36. It falls in the first place to the national judicial authorities to ensure that, in a given case, the pre-trial detention of an accused person does not exceed a reasonable time. To this end they must examine all the facts arguing for or against the existence of a genuine requirement of public interest justifying, with due regard to the principle of the presumption of innocence, a departure from the rule of respect for individual liberty and set them out in their decisions dismissing the applications for release. It is essentially on the basis of the reasons given in these decisions and of the true facts mentioned by the applicant in his appeals, that the Court is called upon to decide whether or not there has been a violation of Article 5 § 3 of the Convention.
37. The persistence of reasonable suspicion that the person arrested has committed an offence is a condition sine qua non for the lawfulness of the continued detention, but after a certain lapse of time it no longer suffices. In such cases, the Court must establish whether the other grounds given by the judicial authorities continued to justify the deprivation of liberty. Where such grounds were “relevant” and “sufficient”, the Court must also ascertain whether the competent national authorities displayed “special diligence” in the conduct of the proceedings (see Labita v. Italy [GC], no. 26772/95, § 153, ECHR 2000-IV, and Jablonski v. Poland, no. 33492/96, § 80, 21 December 2000).
(ii) Application of the principles to the circumstances of the present case
38. The Court observes that in the present case the authorities relied on the reasonable suspicion that the applicant had committed the offences with which he had been charged and the severity of the anticipated sentence. They repeated those grounds in all their decisions. The domestic courts also considered that the continuation of the applicant’s detention was necessary to secure the proper conduct of the proceedings. In this respect they vaguely referred to a risk that the applicant might go into hiding. They further found that he might interfere with the conduct of the proceedings basing their suspicion, without specifying any details, on a letter sent by the applicant at the beginning of the investigation. In the subsequent decisions the courts referred to the danger that the applicant would interfere with the conduct of the proceedings basing it solely on the severity of the possible sentence.
39. The Court accepts that the suspicion against the applicant of having committed the offences and the need to secure the proper conduct of the proceedings might initially justify his detention. However, with the passage of time, these grounds became less relevant and cannot justify the entire period of 1 year and almost 5 months during which the most serious preventive measure against the applicant had been imposed (see Malik v. Poland, no. 57477/00, § 45, 4 April 2006).
Moreover, the authorities relied heavily on the likelihood that a severe sentence would be imposed on the applicant given the serious nature of the offences at issue. In this respect, the Court agrees that the severity of the sentence faced is a relevant element in the assessment of the risk of absconding or re-offending. However, the Court has repeatedly held that the gravity of the charges cannot by itself serve to justify long periods of detention on remand (see Ilijkov v. Bulgaria, no. 33977/96, §§ 80-81, 26 July 2001).
40. The Court observes further that the applicant was detained on charges of fraud. This offence, even though it carried a severe penalty, was not a violent crime. The applicant acted without accomplices and the main evidence against him was letters sent to him by victims and collected from his post-box. It does not appear therefore that his case presented particular difficulties for the investigation authorities and for the courts to determine the facts and mount a case against the perpetrator.

**RECORDS PROVIDED:**
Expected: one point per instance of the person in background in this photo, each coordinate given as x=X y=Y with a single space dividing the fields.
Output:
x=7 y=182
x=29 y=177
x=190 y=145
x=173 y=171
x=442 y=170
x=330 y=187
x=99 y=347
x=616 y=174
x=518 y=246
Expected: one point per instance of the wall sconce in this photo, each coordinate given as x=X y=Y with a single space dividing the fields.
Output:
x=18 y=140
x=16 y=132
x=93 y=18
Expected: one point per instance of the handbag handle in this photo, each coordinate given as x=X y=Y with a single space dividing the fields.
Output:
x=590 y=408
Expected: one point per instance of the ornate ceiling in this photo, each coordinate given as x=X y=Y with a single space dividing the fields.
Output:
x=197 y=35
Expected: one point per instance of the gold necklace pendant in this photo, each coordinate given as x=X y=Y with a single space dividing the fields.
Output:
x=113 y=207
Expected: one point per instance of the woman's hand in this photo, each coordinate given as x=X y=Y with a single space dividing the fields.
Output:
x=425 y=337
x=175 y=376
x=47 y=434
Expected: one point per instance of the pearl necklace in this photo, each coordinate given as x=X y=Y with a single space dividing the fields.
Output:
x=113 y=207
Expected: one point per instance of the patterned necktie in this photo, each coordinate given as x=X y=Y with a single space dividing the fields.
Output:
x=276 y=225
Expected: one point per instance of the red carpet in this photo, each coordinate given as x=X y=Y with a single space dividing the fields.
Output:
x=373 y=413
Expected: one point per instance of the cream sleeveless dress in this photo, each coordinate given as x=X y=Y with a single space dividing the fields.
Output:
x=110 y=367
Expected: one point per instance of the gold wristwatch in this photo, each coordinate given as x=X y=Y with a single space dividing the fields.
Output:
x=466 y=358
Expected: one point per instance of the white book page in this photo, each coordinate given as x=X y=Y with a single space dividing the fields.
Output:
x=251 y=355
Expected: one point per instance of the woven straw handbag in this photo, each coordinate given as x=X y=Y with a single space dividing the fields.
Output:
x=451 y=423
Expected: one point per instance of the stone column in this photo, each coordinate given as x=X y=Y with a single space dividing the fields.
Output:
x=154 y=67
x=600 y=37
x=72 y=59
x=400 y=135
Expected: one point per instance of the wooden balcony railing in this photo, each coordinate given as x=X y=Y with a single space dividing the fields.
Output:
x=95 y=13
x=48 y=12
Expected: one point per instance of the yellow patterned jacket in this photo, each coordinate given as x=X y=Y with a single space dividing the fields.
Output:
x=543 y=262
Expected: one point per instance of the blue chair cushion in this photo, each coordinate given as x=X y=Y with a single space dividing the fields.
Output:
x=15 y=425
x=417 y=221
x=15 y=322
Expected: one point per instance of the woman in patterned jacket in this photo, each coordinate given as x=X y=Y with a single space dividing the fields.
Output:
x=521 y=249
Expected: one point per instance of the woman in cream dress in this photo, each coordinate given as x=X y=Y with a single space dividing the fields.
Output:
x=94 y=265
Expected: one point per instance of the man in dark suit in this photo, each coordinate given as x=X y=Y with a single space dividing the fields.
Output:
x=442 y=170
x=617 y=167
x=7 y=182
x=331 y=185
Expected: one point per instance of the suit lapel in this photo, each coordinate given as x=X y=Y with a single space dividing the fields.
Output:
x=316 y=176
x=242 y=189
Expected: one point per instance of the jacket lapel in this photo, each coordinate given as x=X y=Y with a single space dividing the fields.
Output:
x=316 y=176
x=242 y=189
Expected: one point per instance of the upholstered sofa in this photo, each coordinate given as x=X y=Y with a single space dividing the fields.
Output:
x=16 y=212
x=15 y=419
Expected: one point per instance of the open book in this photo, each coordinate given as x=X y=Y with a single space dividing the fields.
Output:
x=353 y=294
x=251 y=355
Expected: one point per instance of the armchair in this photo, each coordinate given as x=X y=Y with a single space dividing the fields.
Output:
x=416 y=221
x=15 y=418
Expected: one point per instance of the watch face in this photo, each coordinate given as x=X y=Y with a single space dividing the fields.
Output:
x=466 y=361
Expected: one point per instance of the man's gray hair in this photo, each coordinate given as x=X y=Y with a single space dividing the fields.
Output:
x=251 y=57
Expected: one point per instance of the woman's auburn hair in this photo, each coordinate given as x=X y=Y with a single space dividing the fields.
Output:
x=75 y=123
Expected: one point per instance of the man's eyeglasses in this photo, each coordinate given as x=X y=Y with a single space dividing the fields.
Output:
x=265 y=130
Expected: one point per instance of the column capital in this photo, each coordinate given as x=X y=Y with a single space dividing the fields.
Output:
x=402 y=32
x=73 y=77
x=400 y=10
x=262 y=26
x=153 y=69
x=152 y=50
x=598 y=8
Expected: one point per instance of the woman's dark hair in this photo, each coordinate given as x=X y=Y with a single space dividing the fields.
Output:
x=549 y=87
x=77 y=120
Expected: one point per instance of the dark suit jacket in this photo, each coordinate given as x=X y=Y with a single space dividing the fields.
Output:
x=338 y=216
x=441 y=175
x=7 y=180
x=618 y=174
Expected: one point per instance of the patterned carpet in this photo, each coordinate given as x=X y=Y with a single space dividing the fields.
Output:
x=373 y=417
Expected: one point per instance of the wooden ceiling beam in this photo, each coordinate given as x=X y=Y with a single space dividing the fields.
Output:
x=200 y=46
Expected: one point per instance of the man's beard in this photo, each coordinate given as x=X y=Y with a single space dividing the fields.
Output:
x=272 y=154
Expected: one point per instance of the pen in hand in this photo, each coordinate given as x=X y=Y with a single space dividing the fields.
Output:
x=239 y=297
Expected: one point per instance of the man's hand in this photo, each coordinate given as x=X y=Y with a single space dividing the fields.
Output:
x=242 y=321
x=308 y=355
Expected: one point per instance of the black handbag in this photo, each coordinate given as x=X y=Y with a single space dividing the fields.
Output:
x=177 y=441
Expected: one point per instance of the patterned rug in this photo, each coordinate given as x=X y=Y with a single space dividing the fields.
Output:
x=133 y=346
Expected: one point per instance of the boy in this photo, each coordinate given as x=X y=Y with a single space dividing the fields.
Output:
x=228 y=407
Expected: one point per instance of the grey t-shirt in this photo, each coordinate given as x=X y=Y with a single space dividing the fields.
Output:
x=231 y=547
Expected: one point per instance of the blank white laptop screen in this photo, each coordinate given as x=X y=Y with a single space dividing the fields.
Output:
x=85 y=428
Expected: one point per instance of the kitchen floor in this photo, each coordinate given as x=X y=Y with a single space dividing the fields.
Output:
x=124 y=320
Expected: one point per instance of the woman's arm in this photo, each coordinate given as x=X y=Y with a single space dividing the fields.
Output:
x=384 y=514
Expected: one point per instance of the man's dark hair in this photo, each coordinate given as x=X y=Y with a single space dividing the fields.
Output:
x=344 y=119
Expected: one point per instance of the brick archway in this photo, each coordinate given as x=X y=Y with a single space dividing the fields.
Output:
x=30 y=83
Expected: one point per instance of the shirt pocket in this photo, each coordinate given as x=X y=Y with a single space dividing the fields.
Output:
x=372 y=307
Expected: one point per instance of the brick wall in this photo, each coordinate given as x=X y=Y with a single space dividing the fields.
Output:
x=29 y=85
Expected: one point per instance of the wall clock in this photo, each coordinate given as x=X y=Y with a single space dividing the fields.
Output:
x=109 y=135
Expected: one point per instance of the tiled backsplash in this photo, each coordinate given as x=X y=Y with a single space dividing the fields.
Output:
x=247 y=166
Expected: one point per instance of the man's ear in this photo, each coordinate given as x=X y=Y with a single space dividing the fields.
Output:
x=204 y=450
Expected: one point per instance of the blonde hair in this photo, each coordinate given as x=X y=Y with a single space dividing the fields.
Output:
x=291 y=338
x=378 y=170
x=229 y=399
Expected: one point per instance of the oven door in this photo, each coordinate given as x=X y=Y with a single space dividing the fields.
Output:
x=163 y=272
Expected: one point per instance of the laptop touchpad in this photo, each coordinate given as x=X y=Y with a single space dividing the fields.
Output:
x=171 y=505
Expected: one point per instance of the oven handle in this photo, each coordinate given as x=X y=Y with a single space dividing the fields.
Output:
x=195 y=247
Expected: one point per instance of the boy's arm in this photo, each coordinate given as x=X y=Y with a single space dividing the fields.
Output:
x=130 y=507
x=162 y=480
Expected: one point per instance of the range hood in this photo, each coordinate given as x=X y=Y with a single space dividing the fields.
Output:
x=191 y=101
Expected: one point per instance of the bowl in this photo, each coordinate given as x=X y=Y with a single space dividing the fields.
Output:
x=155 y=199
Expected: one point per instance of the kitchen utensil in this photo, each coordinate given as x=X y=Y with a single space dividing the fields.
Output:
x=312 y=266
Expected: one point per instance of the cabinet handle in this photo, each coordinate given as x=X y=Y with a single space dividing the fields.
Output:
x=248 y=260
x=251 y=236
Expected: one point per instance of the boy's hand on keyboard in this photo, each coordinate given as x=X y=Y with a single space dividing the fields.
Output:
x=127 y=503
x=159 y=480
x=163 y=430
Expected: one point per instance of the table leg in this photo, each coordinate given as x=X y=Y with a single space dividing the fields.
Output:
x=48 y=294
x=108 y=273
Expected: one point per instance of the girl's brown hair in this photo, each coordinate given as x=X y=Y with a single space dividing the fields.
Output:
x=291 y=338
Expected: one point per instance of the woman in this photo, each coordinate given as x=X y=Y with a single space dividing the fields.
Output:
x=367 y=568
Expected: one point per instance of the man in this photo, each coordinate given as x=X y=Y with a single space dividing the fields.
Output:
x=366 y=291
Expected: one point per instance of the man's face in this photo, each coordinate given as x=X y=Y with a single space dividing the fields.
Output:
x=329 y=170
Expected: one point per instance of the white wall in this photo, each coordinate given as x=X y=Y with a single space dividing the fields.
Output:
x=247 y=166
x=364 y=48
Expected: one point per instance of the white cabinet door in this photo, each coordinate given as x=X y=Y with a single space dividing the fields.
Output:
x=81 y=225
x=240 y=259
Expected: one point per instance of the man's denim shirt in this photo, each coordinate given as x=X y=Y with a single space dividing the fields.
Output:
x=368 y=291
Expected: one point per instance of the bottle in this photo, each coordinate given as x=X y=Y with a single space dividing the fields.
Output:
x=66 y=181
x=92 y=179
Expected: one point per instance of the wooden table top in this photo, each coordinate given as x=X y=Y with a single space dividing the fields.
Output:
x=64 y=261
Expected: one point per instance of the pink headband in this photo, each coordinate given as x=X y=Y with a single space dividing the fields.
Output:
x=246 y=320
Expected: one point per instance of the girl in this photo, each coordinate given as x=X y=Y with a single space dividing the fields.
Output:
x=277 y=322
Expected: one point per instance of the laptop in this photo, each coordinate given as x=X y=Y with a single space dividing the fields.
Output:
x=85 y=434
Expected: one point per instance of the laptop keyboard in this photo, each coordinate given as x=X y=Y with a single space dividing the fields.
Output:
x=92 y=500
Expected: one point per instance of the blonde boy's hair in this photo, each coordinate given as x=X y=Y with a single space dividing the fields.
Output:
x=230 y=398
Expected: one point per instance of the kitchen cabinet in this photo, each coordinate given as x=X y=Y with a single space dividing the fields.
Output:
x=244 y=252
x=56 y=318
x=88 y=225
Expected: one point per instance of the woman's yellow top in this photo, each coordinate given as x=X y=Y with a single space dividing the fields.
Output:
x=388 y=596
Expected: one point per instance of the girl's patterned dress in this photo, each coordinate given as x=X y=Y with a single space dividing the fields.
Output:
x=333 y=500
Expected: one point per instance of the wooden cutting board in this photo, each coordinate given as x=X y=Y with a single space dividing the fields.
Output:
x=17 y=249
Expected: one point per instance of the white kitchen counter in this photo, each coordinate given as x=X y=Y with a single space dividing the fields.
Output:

**WHAT TO WORK ON:**
a - Answer these questions from the pre-trial detention text, one line each:
(i) What is a condition sine qua non for the lawfulness of continued detention?
(ii) For how long was the most serious preventive measure imposed on the applicant?
(iii) What was the main evidence against the applicant?
b - Proceed with the pre-trial detention text, writing on from its final sentence.

**ANSWERS BELOW:**
a -
(i) The persistence of reasonable suspicion that the person arrested has committed an offence.
(ii) 1 year and almost 5 months.
(iii) Letters sent to him by victims and collected from his post-box.

b -
Moreover, the applicant had not been previously convicted and had a permanent place of residence in Poland. However, those circumstances were only taken into consideration by the authorities after the first-instance judgment had been given against the applicant (see paragraph 13 above). In this connection the Court considers that the fact relied on by the domestic authorities that the applicant’s place of residence was far from the trial court does not appear material (see paragraph 9 above).
41. The Court also notes that there is no specific indication that during the entire period in question the authorities envisaged the possibility of imposing other preventive measures on the applicant– such as bail or police supervision – except for one decision given in February 2002 when the court had examined his application to be released on bail.
In this context the Court would emphasise that “other preventive measures” are expressly foreseen by Polish law to secure the proper conduct of the criminal proceedings (see paragraphs 19 and 21 above) and that under Article 5 § 3 the authorities, when deciding whether a person should be released or detained, are obliged to consider alternative measures for ensuring his appearance at the trial. Indeed, that Article lays down not only the right to “trial within a reasonable time or release pending trial” but also provides that “release may be conditioned by guarantees to appear for trial” (see Jablonski, cited above, § 83).
42. In the circumstances, the Court concludes that the grounds given by the domestic authorities were not “relevant” and “sufficient” to justify the applicant’s being kept in detention for almost 1 year and 5 months.
There has therefore been a violation of Article 5 § 3 of the Convention.
II. ALLEGED VIOLATION OF ARTICLE 6 § 1 OF THE CONVENTION
43. The applicant complained that both sets of criminal proceedings against him were unfair and that he was innocent. He relied on Article 6 of the Convention, which is so far as relevant provides as follows:
“In the determination of ... any criminal charge against him, everyone is entitled to a fair ... hearing ... by [a] ... tribunal...”
44. The Court notes that it is not clear whether in the second set of proceedings the applicant lodged a cassation appeal with the Supreme Court. However, even assuming that the applicant exhausted domestic remedies, the Court reiterates that it is not called upon to deal with errors of fact and law allegedly committed by a national court unless and in so far as they may have infringed rights and freedoms protected by the Convention (see García Ruiz v. Spain [GC], no. 30544/96, § 28, ECHR 1999-I).
45. In relation to both sets of criminal proceedings against the applicant, the Court observes that he does not allege any particular failure to respect his right to a fair hearing. Assessing each set of criminal proceedings against the applicant as a whole, it finds no indication that they were unfairly conducted.
It follows that this complaint is manifestly ill-founded and must be rejected in accordance with Article 35 §§ 3 and 4 of the Convention.
III. ALLEGED VIOLATION OF ARTICLE 8 OF THE CONVENTION
46. The applicant further alleged a breach of Article 8 of the Convention on account of the fact that his correspondence, in particular that with the Court, was censored by the authorities. This Article, in its relevant part, reads:
“1. Everyone has the right to respect for his ... correspondence.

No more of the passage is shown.